*WRITTEN TASK A*
Print the rows from the line containing "Category: wave" through the line containing "[0,0,1288,397]", reproducing each one unchanged.

— begin SELECTED EXTRACT —

Member 10 comprises a plurality of longitudinally extending girders 18
which are preferably of I-beam configuration. Girders 18 are positioned on
double rollers 20 of abutment 12. Girders 18 are supported on rollers 20
adjacent to a center portion of the girders so that the longitudinally
opposite ends 2 of the girders cantilever outwardly from rollers 20. Thus,
girders 18 extend about one-half of their length toward abutment 14.
In this assembly or construction position, it will be seen that the weight
of girders 18 is such that ends 22 deflect downwardly from the center so
that the girder takes a somewhat curvilinear shape. Those skilled in the
art will know that this places the upper portion of each girder 18,
including top edge 24, in tension and places the lower portion of the
girder, including bottom edge 26, in compression. As will be further
discussed herein, the compression stresses are retained in girders 18 by
the eventual attachment of composite units 28 to the girders and the
filling of any joints 48 with non-shrink, high strength grout 60. The
weight of composite units 28 also adds to the prestressing of girders 18.
In a direction transverse to girders 18, the girders are spaced apart and
preferably aligned with the permanent locations they will assume when
member 10 is positioned in its operating position on abutments 12 and 14.
As seen in FIG. 3, two girders 18 are used, but the invention is not
intended to be limited to any particular number.
Member 10 also comprises a plurality of composite units 28, also referred
to as transverse units or sections 28, which are positioned on top edge 24
of girders 18. Each transverse unit 28 extends transversely between
girders 18, and a portion of each unit 28 may overhang the outermost
girders as seen in FIG. 3.

— end SELECTED EXTRACT —
— begin INPUT ROWS —

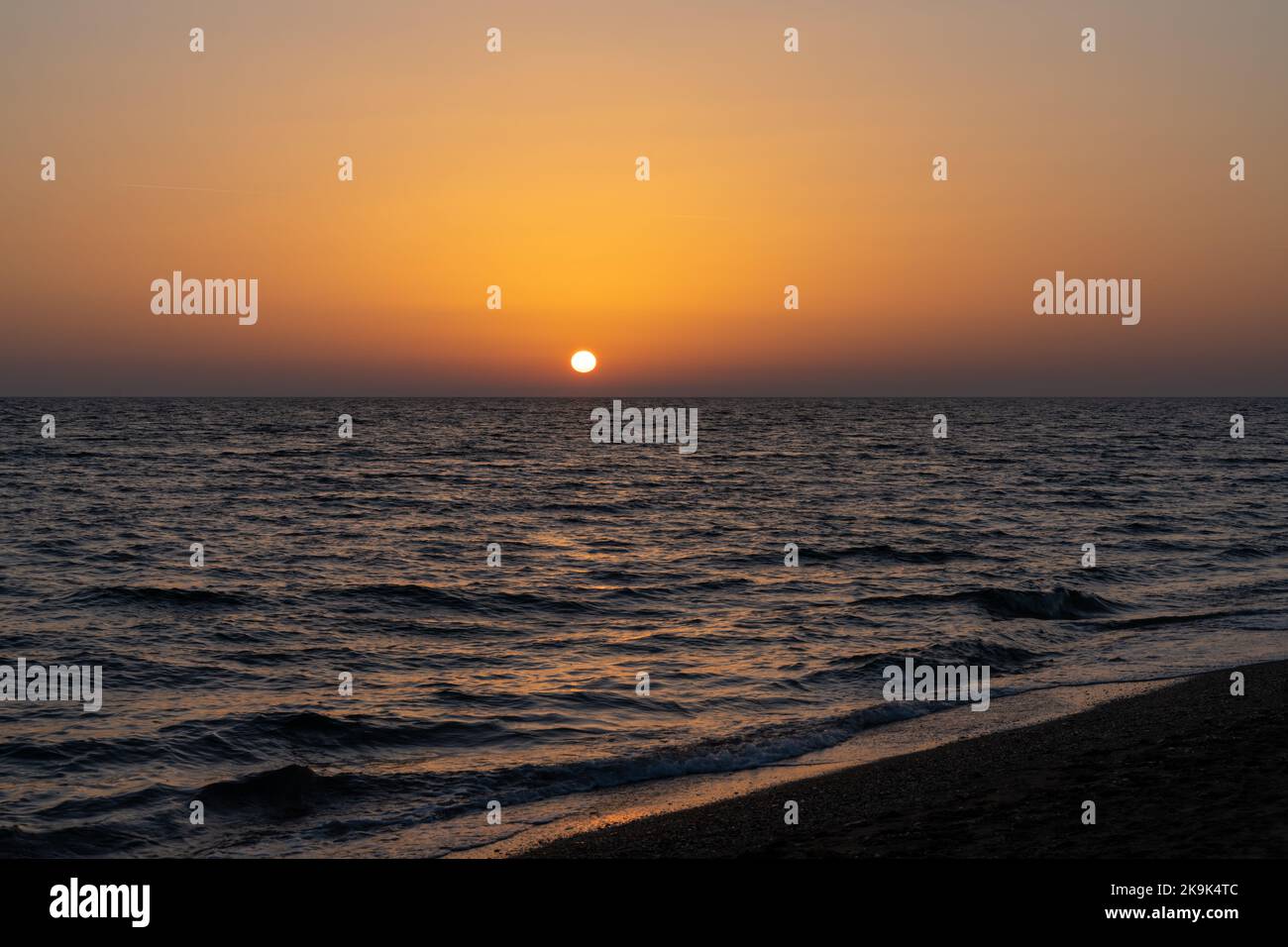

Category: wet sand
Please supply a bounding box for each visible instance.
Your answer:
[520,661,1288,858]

— end INPUT ROWS —
— begin INPUT ROWS —

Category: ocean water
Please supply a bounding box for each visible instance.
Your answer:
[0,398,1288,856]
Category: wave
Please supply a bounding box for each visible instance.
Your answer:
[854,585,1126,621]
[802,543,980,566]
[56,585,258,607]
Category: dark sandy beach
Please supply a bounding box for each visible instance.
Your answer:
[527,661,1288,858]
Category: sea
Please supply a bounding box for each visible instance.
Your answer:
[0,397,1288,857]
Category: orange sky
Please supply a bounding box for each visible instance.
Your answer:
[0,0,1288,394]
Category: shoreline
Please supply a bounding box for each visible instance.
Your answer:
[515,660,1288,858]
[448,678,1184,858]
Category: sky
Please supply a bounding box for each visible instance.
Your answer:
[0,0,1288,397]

— end INPUT ROWS —

*WRITTEN TASK B*
Answer these questions from the girder excerpt:
(i) What configuration are girders 18 preferably?
(ii) Which part of each girder, including bottom edge 26, is placed in compression?
(iii) How many girders are used as seen in FIG. 3?

*RESPONSE A*
Category: wave
Please supply a bounding box for each visible instance.
Your answer:
[854,585,1126,621]
[802,543,980,566]
[56,585,258,607]
Category: dark sandy beach
Please supply a bounding box for each visible instance.
Your answer:
[527,661,1288,858]
Category: sea
Please supply a bounding box for each visible instance.
Your answer:
[0,397,1288,857]
Category: orange sky
Please supply a bounding box for each visible instance.
Your answer:
[0,0,1288,394]
Category: shoreline
Please supply a bounding box for each visible instance.
Your answer:
[515,660,1288,858]
[448,678,1184,858]
Category: sky
Please supply a bounding box for each visible instance.
Your answer:
[0,0,1288,397]

*RESPONSE B*
(i) I-beam configuration
(ii) The lower portion of the girder
(iii) Two